Stored data entries:

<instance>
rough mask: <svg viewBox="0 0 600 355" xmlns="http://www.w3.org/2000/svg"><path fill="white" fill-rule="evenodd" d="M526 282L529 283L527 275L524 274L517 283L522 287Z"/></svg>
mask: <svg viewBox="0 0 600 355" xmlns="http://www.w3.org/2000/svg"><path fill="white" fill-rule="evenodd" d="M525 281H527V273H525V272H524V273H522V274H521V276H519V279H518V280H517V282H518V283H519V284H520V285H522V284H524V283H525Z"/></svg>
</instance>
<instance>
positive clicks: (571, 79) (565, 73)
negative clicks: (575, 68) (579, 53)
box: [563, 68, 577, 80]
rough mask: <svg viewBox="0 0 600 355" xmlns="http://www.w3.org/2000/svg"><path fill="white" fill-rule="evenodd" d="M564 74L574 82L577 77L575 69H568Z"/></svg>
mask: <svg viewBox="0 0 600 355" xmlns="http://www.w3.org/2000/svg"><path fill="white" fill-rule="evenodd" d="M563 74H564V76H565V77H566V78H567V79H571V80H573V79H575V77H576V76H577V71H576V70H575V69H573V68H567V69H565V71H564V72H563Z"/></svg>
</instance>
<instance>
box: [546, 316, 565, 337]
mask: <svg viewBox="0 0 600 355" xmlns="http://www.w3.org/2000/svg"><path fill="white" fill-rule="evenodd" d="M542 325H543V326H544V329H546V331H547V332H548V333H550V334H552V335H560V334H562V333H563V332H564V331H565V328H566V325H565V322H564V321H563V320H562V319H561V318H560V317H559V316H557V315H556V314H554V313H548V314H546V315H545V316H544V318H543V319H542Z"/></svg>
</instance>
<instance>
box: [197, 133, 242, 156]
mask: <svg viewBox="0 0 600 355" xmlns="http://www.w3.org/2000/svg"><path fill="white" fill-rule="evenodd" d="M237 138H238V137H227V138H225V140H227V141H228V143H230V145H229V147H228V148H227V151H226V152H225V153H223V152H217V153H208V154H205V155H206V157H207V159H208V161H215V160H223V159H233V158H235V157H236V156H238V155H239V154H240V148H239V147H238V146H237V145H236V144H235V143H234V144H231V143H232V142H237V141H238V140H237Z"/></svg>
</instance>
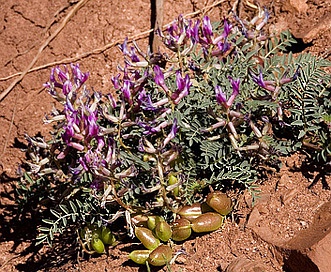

> Assignment: Could you repeat all of the data exactly, minus the pictures?

> Result:
<instance>
rough mask: <svg viewBox="0 0 600 355" xmlns="http://www.w3.org/2000/svg"><path fill="white" fill-rule="evenodd" d="M526 282L529 283L527 275L524 274L517 283L522 287Z"/></svg>
mask: <svg viewBox="0 0 600 355" xmlns="http://www.w3.org/2000/svg"><path fill="white" fill-rule="evenodd" d="M525 281H527V273H525V272H524V273H522V274H521V276H519V279H518V280H517V282H518V283H519V284H520V285H522V284H524V283H525Z"/></svg>
</instance>
<instance>
positive clicks: (571, 79) (565, 73)
negative clicks: (575, 68) (579, 53)
box: [563, 68, 577, 80]
rough mask: <svg viewBox="0 0 600 355" xmlns="http://www.w3.org/2000/svg"><path fill="white" fill-rule="evenodd" d="M564 74L574 82L577 77L575 69H568Z"/></svg>
mask: <svg viewBox="0 0 600 355" xmlns="http://www.w3.org/2000/svg"><path fill="white" fill-rule="evenodd" d="M563 74H564V76H565V77H566V78H567V79H571V80H573V79H575V77H576V76H577V71H576V70H575V69H573V68H567V69H565V71H564V72H563Z"/></svg>
</instance>
<instance>
box: [546, 316, 565, 337]
mask: <svg viewBox="0 0 600 355" xmlns="http://www.w3.org/2000/svg"><path fill="white" fill-rule="evenodd" d="M542 325H543V326H544V329H546V331H547V332H548V333H550V334H552V335H560V334H562V333H563V332H564V331H565V328H566V325H565V322H564V321H563V320H562V319H561V318H560V317H559V316H557V315H556V314H554V313H548V314H546V315H545V316H544V318H543V319H542Z"/></svg>
</instance>
<instance>
box: [197, 133, 242, 156]
mask: <svg viewBox="0 0 600 355" xmlns="http://www.w3.org/2000/svg"><path fill="white" fill-rule="evenodd" d="M237 138H238V137H227V138H225V140H227V141H228V143H230V145H229V147H228V148H227V151H226V152H225V153H223V152H217V153H208V154H205V155H206V157H207V159H208V161H215V160H223V159H233V158H235V157H236V156H238V155H239V154H240V148H239V147H238V146H237V145H236V144H235V143H234V144H231V143H232V142H237V141H238V140H237Z"/></svg>
</instance>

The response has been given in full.